▶ **TRY IT**
For the word "white", find each line in the entries where it occurs and copy that line.

---

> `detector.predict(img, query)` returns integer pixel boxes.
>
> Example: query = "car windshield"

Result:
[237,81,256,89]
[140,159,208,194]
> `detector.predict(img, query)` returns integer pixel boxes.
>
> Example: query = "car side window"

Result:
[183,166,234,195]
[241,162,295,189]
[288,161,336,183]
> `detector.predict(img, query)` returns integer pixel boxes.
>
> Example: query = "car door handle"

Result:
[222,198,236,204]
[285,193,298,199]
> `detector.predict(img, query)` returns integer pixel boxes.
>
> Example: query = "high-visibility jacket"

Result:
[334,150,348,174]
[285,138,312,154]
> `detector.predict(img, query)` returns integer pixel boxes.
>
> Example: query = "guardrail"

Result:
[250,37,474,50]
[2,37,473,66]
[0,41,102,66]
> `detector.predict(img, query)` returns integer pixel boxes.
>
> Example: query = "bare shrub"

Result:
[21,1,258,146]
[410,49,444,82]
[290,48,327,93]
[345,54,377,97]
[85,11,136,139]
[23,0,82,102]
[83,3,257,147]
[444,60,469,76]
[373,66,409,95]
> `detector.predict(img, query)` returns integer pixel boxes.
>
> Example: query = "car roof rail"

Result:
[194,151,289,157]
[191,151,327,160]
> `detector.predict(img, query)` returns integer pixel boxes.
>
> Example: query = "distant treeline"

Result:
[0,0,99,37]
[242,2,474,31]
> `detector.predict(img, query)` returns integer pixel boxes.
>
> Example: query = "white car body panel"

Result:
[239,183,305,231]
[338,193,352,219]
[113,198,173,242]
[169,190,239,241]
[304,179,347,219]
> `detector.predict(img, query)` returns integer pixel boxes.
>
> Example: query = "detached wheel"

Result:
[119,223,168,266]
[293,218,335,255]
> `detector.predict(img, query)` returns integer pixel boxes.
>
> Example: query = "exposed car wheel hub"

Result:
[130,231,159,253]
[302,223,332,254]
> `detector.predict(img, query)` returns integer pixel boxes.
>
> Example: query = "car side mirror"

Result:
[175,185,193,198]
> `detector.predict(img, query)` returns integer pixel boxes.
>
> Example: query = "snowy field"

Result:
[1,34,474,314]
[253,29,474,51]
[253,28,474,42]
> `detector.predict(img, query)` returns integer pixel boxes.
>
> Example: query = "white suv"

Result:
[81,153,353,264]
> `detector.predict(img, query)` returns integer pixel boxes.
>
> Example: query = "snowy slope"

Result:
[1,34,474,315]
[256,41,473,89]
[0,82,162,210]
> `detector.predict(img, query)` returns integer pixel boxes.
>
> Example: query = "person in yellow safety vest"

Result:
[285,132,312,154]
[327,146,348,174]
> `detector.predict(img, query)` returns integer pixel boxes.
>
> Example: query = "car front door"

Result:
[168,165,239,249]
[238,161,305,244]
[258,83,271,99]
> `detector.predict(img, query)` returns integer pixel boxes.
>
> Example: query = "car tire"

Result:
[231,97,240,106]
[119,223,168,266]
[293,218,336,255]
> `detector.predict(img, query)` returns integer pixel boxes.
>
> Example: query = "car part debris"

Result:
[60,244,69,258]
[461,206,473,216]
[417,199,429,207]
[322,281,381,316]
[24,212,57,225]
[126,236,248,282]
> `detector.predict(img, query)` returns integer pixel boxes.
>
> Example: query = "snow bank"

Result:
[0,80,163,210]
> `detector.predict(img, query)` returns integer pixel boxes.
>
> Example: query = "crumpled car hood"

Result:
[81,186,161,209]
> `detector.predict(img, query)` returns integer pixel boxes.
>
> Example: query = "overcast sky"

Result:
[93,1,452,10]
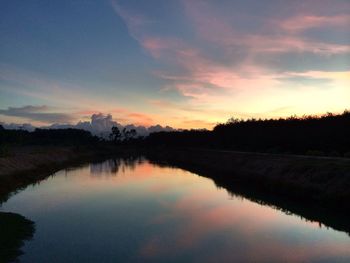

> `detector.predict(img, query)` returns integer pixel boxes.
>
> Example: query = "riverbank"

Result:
[147,148,350,209]
[1,145,350,235]
[2,146,350,208]
[0,145,121,203]
[146,148,350,233]
[0,145,114,263]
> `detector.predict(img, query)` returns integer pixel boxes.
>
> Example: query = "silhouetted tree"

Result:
[129,129,137,138]
[144,110,350,157]
[1,127,99,146]
[122,128,137,141]
[110,126,121,143]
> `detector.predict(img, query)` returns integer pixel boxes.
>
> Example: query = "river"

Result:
[1,158,350,262]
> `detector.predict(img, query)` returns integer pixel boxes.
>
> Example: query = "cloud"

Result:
[0,122,36,132]
[280,15,350,32]
[2,1,348,131]
[183,1,350,55]
[112,0,349,112]
[1,110,176,138]
[180,119,217,129]
[126,113,154,126]
[275,76,333,87]
[74,114,175,137]
[110,0,153,41]
[0,64,110,110]
[0,105,75,124]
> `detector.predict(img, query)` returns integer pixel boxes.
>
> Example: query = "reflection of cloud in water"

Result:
[3,159,350,262]
[139,181,350,262]
[89,157,146,176]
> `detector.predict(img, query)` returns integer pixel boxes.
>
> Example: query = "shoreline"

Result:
[1,145,350,235]
[145,148,350,235]
[147,148,350,209]
[2,145,350,209]
[0,145,122,203]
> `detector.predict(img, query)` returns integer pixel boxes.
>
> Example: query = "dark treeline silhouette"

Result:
[145,129,211,148]
[1,110,349,156]
[0,127,100,146]
[144,111,350,157]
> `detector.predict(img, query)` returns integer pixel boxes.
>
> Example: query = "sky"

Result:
[0,0,349,129]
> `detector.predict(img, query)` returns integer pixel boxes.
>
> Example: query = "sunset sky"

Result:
[0,0,349,129]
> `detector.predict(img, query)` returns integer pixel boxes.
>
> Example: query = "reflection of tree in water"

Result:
[90,156,145,176]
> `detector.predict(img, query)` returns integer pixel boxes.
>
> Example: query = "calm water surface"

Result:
[1,158,350,263]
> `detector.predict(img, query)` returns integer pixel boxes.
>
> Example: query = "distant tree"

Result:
[143,111,350,155]
[128,129,137,139]
[0,125,4,131]
[122,128,127,140]
[122,128,137,141]
[226,117,240,124]
[110,126,121,143]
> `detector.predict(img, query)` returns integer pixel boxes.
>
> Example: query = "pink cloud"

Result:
[183,1,350,55]
[281,14,350,32]
[111,0,350,126]
[114,1,348,107]
[127,112,154,126]
[110,108,155,126]
[141,37,186,58]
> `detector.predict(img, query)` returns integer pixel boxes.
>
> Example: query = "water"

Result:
[1,158,350,263]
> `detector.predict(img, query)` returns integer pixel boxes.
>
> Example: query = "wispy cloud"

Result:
[280,14,350,32]
[0,64,163,127]
[0,105,75,124]
[111,0,349,123]
[0,64,103,108]
[2,1,348,130]
[183,0,350,55]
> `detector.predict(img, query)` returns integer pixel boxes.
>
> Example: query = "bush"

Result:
[344,152,350,158]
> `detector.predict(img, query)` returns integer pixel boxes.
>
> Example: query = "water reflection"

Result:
[90,157,144,176]
[2,158,350,263]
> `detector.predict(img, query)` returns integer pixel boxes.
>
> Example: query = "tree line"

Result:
[1,110,349,157]
[0,127,100,146]
[143,111,350,157]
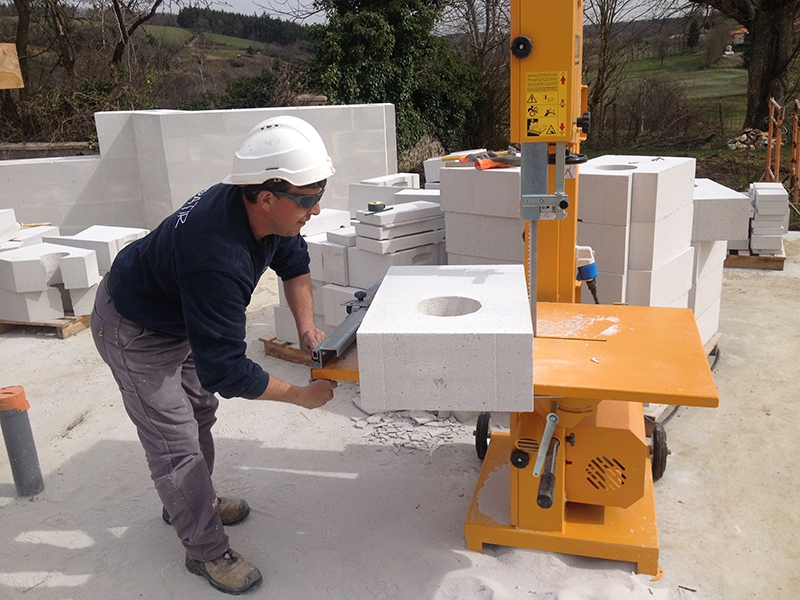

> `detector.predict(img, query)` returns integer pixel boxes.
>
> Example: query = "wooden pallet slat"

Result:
[725,242,786,270]
[0,314,90,339]
[259,337,314,366]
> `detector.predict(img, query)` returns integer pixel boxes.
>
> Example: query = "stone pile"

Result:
[727,129,769,150]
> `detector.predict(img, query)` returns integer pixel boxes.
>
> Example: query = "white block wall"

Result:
[357,265,533,413]
[626,246,695,307]
[0,105,397,234]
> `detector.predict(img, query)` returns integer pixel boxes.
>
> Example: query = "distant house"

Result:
[730,28,748,45]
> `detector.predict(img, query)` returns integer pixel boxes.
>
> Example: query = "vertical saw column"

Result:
[511,0,587,304]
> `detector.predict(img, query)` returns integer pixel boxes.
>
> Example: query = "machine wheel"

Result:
[475,412,492,460]
[651,422,668,481]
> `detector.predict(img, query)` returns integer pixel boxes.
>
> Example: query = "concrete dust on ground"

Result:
[1,237,799,599]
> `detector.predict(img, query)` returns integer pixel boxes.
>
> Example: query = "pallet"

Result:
[644,331,723,426]
[259,337,314,367]
[724,245,786,270]
[0,314,90,339]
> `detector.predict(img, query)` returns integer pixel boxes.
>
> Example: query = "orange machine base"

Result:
[464,431,662,578]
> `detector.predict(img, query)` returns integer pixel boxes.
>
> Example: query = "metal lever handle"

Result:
[533,411,559,477]
[537,438,560,509]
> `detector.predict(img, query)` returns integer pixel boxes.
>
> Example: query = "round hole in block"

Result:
[595,164,637,171]
[416,296,482,317]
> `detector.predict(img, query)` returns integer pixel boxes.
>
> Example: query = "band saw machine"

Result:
[310,0,719,577]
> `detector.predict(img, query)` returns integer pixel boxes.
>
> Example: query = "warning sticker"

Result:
[524,71,567,138]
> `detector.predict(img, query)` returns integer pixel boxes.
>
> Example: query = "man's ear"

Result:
[257,189,276,207]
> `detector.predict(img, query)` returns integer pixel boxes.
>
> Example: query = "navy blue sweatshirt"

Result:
[107,183,310,399]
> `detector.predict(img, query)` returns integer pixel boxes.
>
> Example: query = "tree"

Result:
[583,0,681,142]
[308,0,481,152]
[436,0,510,149]
[687,18,701,50]
[690,0,800,129]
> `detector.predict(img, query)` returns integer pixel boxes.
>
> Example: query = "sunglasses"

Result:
[273,180,326,209]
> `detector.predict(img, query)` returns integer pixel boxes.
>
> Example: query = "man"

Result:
[91,116,338,595]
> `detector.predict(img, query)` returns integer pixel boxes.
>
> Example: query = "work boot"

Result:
[185,549,263,595]
[163,497,251,526]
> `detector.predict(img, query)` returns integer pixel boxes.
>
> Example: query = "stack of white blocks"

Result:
[347,173,421,218]
[273,185,447,344]
[748,182,789,255]
[273,208,351,345]
[357,264,534,413]
[422,149,486,190]
[439,166,524,265]
[0,212,147,322]
[691,178,751,343]
[578,156,697,309]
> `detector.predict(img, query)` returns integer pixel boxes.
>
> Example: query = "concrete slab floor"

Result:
[0,234,797,599]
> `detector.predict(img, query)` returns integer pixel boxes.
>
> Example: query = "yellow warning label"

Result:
[524,71,567,138]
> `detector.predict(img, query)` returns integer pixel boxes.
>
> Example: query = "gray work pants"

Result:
[91,275,229,562]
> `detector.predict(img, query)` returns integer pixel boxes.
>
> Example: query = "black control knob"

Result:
[511,449,530,469]
[511,36,533,59]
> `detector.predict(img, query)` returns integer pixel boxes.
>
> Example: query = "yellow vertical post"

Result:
[512,0,585,302]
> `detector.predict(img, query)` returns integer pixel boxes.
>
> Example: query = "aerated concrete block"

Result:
[423,150,485,184]
[347,243,444,289]
[65,284,99,316]
[303,209,351,237]
[305,232,349,285]
[576,168,633,227]
[0,243,99,293]
[0,287,64,322]
[750,182,789,216]
[0,209,18,244]
[584,155,695,223]
[361,173,419,188]
[444,212,524,262]
[628,203,693,271]
[7,226,60,248]
[445,253,515,266]
[579,271,626,305]
[356,201,442,226]
[576,221,630,275]
[750,235,784,252]
[695,296,721,346]
[439,167,521,219]
[692,179,750,242]
[689,259,724,317]
[355,215,444,240]
[273,304,334,345]
[276,278,325,315]
[357,265,533,413]
[356,229,445,255]
[322,283,365,327]
[327,226,357,247]
[727,239,750,251]
[43,225,148,273]
[626,246,694,307]
[693,240,727,281]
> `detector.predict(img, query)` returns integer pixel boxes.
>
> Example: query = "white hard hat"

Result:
[223,116,335,187]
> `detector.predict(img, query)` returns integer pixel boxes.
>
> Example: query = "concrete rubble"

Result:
[350,410,470,454]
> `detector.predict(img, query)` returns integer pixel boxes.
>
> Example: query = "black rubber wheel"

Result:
[475,411,492,460]
[651,422,668,481]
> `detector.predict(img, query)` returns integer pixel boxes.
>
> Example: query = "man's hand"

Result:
[300,327,327,355]
[259,375,337,409]
[293,379,338,409]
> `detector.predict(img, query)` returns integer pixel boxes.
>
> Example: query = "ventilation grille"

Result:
[516,437,540,453]
[585,456,627,491]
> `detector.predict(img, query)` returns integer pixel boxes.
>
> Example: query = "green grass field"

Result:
[621,51,748,131]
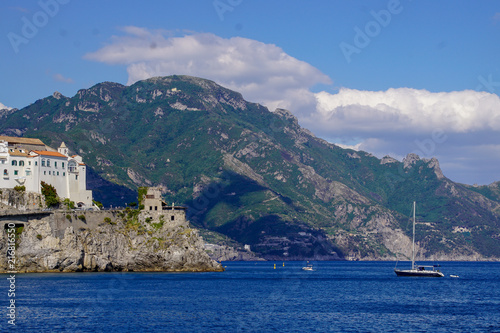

---

▶ **OUTPUT OF THE EXERCISE**
> Example: query = "white car body panel"
> Example: query = "white suv"
> Example: query = "white block wall"
> Example: query = "stack of white blocks"
> Example: query = "white hard hat"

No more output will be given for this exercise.